***** BEREITGESTELLTE UNTERLAGEN *****

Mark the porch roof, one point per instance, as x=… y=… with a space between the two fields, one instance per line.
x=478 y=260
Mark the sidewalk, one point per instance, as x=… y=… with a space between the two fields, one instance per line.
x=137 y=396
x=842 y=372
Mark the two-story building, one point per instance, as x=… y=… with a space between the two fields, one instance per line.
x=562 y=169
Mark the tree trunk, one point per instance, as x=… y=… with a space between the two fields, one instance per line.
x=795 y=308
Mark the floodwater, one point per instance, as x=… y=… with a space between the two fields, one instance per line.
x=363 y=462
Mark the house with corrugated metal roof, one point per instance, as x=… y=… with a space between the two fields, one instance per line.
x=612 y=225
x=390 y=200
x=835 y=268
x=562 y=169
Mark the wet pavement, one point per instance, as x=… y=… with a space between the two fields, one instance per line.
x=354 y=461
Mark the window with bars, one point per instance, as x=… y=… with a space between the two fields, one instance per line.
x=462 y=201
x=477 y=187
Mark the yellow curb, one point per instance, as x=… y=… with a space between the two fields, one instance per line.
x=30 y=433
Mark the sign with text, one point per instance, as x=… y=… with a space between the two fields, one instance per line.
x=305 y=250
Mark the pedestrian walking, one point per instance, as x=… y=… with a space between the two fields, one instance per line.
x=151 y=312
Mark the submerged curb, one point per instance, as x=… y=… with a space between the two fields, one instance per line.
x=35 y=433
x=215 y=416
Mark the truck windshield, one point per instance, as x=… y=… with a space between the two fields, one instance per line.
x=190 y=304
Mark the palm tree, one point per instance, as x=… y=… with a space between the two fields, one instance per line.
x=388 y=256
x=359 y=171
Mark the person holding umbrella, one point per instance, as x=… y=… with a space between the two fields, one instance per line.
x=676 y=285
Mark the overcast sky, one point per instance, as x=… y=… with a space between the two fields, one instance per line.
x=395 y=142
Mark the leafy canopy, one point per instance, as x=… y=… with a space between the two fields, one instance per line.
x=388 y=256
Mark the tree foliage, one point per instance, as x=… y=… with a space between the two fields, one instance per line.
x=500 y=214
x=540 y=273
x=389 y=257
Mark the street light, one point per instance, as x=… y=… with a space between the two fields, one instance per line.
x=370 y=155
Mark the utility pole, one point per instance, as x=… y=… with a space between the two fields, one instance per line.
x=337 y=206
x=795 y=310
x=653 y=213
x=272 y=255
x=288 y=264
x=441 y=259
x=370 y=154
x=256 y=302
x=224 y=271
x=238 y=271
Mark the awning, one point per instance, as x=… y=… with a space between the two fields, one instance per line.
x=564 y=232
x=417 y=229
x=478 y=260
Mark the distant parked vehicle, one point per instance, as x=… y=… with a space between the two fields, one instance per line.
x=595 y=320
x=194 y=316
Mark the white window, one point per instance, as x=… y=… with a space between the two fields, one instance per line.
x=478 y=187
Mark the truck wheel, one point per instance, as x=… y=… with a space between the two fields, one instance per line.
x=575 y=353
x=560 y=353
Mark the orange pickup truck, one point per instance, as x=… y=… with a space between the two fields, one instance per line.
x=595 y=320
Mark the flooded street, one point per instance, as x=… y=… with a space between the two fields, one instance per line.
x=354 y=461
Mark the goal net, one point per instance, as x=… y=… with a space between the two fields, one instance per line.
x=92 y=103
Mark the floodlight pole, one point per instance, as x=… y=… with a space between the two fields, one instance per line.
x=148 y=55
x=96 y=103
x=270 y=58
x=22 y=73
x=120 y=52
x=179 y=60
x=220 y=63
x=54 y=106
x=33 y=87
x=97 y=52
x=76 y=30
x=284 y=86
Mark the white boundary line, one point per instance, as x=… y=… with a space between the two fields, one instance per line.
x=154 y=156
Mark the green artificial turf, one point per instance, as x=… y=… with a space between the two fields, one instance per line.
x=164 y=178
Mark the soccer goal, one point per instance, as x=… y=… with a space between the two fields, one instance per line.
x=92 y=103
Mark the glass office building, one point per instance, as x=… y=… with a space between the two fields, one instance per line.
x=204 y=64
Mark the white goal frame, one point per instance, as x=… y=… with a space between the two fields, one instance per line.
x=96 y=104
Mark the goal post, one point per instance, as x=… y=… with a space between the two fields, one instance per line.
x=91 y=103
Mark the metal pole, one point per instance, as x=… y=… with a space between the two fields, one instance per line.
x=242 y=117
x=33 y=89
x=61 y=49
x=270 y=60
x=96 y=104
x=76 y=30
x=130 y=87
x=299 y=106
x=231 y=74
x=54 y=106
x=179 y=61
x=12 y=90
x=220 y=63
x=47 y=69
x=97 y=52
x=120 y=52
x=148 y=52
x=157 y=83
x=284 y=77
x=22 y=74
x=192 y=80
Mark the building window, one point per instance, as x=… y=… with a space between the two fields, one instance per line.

*****

DEINE AUFGABE => Tausche in sämtlichen Datensätzen oben „with a space between the two fields“ gegen „separated by a single space“ aus und gib die Zeilen ansonsten unverändert wieder.

SCHRIFTLICHE ANTWORT =>
Mark the porch roof, one point per instance, as x=… y=… separated by a single space, one instance per line.
x=478 y=260
Mark the sidewalk, one point per instance, as x=… y=… separated by a single space, one instance per line.
x=137 y=396
x=842 y=372
Mark the two-story building, one point per instance, as x=… y=… separated by a single space, one instance per line.
x=562 y=169
Mark the tree trunk, one point per instance, as x=… y=… separated by a single space, one instance per line.
x=795 y=308
Mark the floodwater, one point per instance, as x=… y=… separated by a single space, one instance per line.
x=363 y=462
Mark the house with corrugated metal roof, one point per instance, as x=… y=… separated by a single space, one instance per line.
x=612 y=225
x=390 y=200
x=835 y=268
x=562 y=169
Mark the wet pavement, one point per instance, as x=… y=… separated by a single space, one instance per line.
x=354 y=461
Mark the window with bars, one point per instance, as x=… y=… separated by a single space, one instance per line.
x=462 y=201
x=477 y=187
Mark the yellow curb, one point per instance, as x=… y=… separated by a single space, one instance per line.
x=30 y=433
Mark the sign with text, one point per instance, as x=… y=… separated by a single space, one instance per line.
x=305 y=250
Mark the pedestrian walking, one point per instance, as x=… y=… separated by a single space, one instance per line.
x=151 y=312
Mark the submerged curb, one point per instance, as x=… y=… separated by a single space, one instance per line.
x=35 y=433
x=215 y=416
Mark the truck windshield, one point per instance, as x=… y=… separated by a single space, one instance per line.
x=190 y=304
Mark the palm tree, one point per instance, as x=… y=… separated by a single space, one instance per line.
x=388 y=256
x=359 y=171
Mark the person holding umbrella, one point per instance, as x=… y=… separated by a single space, one instance per line.
x=676 y=285
Mark the overcast sky, one point per instance, as x=… y=… separated by a single space, one instance per line.
x=395 y=142
Mark the leafy canopy, one point per instance, as x=… y=… separated by a single space, one instance per line.
x=388 y=256
Mark the tree foliage, one point per instance, as x=… y=… separated by a single space, one instance per line.
x=500 y=214
x=540 y=273
x=389 y=257
Mark the street light, one point per instance, as x=… y=… separated by a single space, one instance per line.
x=370 y=155
Mark the utility pole, one point per instance, as x=… y=… separated by a single space, one instance per line.
x=337 y=206
x=795 y=310
x=653 y=213
x=272 y=255
x=288 y=264
x=441 y=259
x=370 y=154
x=256 y=302
x=224 y=271
x=238 y=271
Mark the awning, one point per instance, as x=… y=… separated by a single space, one instance per line.
x=564 y=232
x=417 y=229
x=478 y=260
Mark the distant parked vehicle, one point per instance, as x=… y=… separated by a single space, one instance per line.
x=595 y=320
x=194 y=316
Mark the white window, one point per instance, as x=… y=… separated by a single space, one instance per line.
x=478 y=187
Mark the truck wheel, one point per instance, as x=… y=… separated by a single space, one instance per line.
x=575 y=353
x=560 y=353
Mark the orange pickup truck, one point per instance, as x=… y=… separated by a single space, one instance per line.
x=595 y=320
Mark the flooded street, one point per instance, as x=… y=… separated by a single space, one instance per line.
x=354 y=461
Mark the goal net, one point per instance, as x=… y=… separated by a single space, one instance per line.
x=92 y=103
Mark the floodlight pole, one point per instance, as x=… y=… separated by a single space, one instance per line.
x=148 y=55
x=96 y=103
x=270 y=58
x=22 y=73
x=120 y=52
x=179 y=60
x=220 y=63
x=54 y=106
x=33 y=87
x=97 y=52
x=76 y=30
x=284 y=86
Mark the white boundary line, one point per instance, as x=… y=… separated by a single space, one instance per line.
x=154 y=156
Mark the green artificial turf, one point per instance, as x=… y=… separated by a single space, one instance per line.
x=164 y=178
Mark the soccer goal, one point per instance, as x=… y=… separated by a single space, one instance per line.
x=92 y=103
Mark the glass office building, one point per instance, as x=… y=… separated by a single space, one instance per line.
x=204 y=64
Mark the white goal frame, one point per instance, as x=… y=… separated by a single space, one instance per line.
x=96 y=104
Mark the goal post, one point per instance, as x=… y=… separated by a single space, one instance per line.
x=91 y=103
Mark the metal pole, one point per instance, as x=… y=… separated by a single space, one instance per line.
x=242 y=117
x=33 y=89
x=61 y=49
x=270 y=60
x=96 y=104
x=76 y=30
x=130 y=87
x=299 y=106
x=231 y=74
x=54 y=106
x=179 y=61
x=12 y=90
x=220 y=63
x=47 y=69
x=97 y=52
x=120 y=52
x=148 y=52
x=157 y=83
x=284 y=77
x=22 y=74
x=192 y=80
Mark the building window, one point per instance, as x=… y=… separated by a single space, one instance per line.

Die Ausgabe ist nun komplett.